> [How to complete this task]: Where in the data below does the word "Could" appear? Copy each line that holds it.

Data section Start Marker

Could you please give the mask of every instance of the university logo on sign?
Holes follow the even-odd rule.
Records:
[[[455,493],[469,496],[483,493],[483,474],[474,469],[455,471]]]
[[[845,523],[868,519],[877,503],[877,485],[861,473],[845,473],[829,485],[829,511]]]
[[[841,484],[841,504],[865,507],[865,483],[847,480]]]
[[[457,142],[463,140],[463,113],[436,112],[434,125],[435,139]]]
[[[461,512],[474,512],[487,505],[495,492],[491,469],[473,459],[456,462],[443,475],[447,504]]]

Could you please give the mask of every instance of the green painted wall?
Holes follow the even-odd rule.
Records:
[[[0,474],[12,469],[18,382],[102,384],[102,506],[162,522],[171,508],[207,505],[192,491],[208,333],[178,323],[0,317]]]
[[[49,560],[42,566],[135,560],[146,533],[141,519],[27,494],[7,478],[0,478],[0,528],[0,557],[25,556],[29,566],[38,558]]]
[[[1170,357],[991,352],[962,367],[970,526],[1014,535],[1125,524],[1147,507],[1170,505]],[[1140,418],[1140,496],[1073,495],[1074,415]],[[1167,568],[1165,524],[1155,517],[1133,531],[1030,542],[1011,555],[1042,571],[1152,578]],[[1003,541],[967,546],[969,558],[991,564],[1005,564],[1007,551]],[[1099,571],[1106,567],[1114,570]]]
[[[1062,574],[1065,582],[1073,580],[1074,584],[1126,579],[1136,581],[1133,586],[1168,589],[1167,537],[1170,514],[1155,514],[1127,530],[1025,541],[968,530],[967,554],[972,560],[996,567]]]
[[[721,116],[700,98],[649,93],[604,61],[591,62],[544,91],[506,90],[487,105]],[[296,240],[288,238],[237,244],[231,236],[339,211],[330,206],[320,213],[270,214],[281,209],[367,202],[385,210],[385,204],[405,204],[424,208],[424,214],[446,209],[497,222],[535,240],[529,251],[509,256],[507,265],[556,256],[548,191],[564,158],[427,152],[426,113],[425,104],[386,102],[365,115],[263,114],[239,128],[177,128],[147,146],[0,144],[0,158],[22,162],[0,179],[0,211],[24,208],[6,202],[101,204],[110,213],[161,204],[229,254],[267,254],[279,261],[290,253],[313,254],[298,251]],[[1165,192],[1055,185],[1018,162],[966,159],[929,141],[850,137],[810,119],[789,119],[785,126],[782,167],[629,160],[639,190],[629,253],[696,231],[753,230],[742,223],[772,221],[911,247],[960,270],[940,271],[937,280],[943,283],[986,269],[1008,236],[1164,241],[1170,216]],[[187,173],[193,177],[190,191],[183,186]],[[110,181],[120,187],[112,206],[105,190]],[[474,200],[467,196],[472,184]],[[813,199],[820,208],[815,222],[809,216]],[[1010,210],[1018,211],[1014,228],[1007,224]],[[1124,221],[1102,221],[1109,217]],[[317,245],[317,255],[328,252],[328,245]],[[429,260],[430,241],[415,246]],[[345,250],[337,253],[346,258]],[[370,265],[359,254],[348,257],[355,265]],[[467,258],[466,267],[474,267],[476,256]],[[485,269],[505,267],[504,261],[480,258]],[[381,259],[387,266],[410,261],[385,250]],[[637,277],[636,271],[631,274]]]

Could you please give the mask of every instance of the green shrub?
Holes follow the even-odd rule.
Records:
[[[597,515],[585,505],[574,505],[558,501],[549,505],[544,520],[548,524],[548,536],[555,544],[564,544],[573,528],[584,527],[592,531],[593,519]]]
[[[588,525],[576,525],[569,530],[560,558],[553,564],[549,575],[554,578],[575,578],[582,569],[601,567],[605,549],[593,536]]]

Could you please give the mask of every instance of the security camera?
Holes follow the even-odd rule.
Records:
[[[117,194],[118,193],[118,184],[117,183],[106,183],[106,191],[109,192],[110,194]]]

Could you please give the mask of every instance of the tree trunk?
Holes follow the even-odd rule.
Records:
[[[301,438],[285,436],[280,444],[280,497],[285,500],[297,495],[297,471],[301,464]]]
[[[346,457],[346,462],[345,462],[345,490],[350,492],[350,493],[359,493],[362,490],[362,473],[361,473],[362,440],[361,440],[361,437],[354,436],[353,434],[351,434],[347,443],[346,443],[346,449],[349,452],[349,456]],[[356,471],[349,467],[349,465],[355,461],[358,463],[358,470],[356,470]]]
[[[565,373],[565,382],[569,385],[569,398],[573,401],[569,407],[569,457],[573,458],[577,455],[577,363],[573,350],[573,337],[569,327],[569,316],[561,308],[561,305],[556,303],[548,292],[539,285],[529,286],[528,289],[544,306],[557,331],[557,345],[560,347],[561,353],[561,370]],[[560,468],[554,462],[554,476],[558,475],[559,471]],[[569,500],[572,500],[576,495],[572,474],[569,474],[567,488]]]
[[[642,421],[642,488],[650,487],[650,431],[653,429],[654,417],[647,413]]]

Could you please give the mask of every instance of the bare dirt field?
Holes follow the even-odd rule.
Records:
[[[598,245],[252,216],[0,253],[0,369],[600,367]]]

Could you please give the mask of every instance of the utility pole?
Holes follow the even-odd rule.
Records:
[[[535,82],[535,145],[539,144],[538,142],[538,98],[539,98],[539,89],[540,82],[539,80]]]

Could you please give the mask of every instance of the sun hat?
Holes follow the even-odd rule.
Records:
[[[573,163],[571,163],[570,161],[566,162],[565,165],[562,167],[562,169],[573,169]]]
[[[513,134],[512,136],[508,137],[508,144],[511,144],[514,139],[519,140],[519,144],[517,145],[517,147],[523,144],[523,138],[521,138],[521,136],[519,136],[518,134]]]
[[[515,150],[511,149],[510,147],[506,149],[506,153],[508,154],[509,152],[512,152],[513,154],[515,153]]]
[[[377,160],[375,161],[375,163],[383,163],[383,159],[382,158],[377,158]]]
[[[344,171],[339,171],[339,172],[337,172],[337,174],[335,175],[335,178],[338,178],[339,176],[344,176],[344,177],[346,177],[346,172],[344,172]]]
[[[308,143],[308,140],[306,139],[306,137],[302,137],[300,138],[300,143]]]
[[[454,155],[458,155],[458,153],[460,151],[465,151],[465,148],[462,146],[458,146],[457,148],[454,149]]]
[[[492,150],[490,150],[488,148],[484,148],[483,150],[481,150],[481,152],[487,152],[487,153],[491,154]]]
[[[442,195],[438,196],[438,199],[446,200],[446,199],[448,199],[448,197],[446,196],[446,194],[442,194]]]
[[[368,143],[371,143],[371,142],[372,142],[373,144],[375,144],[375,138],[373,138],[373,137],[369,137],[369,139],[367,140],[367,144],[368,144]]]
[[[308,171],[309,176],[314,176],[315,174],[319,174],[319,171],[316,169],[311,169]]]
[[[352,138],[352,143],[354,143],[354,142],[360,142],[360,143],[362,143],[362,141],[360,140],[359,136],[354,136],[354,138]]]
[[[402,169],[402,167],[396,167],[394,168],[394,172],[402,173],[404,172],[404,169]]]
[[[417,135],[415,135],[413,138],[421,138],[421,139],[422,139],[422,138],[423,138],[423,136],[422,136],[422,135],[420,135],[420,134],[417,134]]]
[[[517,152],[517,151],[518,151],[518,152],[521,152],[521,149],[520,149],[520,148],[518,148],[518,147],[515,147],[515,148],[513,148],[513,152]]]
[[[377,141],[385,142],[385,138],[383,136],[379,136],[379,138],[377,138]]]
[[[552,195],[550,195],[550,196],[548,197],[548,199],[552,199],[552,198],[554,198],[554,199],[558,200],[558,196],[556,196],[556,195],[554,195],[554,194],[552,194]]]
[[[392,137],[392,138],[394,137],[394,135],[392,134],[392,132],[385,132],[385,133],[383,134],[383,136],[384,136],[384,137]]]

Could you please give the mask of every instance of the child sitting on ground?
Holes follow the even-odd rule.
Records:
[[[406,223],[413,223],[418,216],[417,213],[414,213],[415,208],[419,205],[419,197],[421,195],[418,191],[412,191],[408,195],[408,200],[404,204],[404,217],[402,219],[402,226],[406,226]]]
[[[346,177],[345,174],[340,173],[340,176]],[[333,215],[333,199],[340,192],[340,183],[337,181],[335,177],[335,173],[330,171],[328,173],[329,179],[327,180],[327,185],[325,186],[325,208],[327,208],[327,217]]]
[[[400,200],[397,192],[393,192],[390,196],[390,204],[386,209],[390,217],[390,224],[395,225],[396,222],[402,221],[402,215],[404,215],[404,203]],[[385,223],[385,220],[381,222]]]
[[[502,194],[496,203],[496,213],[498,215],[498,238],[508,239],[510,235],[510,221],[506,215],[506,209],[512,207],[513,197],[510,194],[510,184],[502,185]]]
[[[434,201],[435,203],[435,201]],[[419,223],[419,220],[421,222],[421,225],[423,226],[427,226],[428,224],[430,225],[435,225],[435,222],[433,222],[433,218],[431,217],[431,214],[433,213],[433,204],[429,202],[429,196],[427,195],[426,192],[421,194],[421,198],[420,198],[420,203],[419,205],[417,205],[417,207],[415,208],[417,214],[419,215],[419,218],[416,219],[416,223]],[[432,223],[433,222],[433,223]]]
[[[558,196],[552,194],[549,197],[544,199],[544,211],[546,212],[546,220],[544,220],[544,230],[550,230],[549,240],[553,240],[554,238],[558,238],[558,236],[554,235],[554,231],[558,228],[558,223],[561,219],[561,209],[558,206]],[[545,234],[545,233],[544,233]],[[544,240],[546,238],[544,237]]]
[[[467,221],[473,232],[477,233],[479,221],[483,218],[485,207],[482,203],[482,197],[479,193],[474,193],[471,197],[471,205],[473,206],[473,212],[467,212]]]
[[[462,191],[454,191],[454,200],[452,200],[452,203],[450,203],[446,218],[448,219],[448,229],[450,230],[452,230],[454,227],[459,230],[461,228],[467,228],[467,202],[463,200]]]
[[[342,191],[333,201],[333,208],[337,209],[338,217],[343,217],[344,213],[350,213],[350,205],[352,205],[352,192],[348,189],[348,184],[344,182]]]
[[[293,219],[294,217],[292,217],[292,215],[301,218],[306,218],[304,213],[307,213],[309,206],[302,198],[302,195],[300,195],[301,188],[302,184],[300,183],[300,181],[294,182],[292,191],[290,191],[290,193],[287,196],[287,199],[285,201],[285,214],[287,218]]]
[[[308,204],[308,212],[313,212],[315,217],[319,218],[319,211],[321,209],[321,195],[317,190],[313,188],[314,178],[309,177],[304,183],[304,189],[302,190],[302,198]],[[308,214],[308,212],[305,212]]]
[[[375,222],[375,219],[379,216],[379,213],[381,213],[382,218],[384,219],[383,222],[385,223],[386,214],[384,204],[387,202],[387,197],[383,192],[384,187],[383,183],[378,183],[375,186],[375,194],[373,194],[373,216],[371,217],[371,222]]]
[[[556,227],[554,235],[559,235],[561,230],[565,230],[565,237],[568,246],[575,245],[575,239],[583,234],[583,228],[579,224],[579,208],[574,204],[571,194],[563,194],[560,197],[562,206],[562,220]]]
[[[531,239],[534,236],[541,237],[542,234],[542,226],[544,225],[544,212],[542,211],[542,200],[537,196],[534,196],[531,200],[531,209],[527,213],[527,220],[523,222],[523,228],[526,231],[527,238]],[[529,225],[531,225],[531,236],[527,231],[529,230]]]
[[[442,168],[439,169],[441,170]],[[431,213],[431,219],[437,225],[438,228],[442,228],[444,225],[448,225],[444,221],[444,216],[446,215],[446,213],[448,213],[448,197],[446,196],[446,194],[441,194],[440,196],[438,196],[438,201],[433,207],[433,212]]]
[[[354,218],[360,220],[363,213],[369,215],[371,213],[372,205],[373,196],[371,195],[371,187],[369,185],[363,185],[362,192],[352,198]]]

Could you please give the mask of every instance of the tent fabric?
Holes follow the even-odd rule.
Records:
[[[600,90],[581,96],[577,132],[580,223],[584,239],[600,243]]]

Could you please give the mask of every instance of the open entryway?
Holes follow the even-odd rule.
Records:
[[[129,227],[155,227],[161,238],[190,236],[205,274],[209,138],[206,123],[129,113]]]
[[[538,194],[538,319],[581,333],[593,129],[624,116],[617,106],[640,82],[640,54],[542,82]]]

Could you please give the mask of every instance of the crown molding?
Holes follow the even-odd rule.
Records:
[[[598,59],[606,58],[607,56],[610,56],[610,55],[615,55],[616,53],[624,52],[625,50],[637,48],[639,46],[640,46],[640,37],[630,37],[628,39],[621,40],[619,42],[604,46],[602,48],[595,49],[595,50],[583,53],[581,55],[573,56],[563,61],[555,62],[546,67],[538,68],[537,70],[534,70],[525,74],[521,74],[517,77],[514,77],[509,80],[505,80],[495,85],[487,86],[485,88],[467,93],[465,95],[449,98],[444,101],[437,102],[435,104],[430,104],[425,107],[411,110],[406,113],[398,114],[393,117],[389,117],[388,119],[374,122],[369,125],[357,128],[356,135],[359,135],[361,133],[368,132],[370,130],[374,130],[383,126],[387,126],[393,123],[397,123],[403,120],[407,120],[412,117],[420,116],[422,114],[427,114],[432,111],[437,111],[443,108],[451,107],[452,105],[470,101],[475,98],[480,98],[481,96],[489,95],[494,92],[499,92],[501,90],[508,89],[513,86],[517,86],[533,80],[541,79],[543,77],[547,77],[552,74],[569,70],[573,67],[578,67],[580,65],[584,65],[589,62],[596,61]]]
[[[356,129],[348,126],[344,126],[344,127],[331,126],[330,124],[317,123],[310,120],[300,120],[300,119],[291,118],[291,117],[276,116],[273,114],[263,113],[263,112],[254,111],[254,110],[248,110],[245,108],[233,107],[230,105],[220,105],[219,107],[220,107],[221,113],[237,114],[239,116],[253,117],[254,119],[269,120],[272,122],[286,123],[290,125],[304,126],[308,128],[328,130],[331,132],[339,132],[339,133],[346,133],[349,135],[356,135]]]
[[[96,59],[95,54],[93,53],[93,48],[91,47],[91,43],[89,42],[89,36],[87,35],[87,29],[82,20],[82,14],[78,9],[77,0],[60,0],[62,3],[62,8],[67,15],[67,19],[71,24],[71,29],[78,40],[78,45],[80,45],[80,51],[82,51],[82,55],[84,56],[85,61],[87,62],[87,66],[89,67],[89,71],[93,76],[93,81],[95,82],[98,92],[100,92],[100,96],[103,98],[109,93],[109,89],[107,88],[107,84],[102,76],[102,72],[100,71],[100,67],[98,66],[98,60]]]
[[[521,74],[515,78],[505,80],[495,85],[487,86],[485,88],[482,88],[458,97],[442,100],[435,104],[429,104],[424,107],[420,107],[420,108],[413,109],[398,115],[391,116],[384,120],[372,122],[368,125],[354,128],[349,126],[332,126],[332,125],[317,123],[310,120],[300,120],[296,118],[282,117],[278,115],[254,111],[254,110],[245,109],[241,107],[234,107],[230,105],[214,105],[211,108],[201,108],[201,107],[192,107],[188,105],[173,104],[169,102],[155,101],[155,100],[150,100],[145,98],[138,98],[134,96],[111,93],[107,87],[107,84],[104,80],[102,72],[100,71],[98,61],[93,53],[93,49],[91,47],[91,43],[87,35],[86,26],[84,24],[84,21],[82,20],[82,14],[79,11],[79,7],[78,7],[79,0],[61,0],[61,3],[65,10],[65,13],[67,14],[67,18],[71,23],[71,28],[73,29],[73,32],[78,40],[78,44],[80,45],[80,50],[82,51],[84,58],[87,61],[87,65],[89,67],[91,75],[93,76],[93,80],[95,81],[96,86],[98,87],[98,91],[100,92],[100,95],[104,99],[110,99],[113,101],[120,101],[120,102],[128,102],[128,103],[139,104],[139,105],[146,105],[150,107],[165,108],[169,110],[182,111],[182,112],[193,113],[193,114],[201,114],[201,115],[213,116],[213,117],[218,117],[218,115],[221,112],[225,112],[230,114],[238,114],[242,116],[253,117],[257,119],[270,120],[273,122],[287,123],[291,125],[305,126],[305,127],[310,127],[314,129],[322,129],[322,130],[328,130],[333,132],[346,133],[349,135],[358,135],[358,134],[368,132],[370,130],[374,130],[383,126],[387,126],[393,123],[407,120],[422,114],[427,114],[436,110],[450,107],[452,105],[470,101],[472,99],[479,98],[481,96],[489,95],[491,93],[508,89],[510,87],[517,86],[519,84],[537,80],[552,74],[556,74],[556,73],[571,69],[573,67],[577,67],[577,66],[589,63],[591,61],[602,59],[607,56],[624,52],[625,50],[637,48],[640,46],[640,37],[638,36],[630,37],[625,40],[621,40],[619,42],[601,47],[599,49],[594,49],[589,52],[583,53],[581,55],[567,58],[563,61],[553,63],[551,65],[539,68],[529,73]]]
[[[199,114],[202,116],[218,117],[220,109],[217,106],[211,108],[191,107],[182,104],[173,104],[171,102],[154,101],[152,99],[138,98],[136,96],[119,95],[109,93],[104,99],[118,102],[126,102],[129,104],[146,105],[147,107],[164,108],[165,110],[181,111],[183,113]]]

Data section End Marker

> [Response to the task]:
Could you please give the mask of every instance of the university logo on sign?
Could you please give the mask of every instance of the green painted wall?
Could you please give the mask of every instance of the green shrub?
Could you please give the mask of every instance of the security camera?
Could you please give the mask of every instance of the tree trunk?
Could you please give the mask of every instance of the bare dirt field?
Could you please give the mask of every instance of the utility pole?
Could you please give the mask of every instance of the sun hat?
Could you please give the mask of every instance of the child sitting on ground?
Could you please give the mask of every instance of the tent fabric?
Could you please give the mask of every instance of the open entryway?
Could you please give the mask of every instance of the crown molding?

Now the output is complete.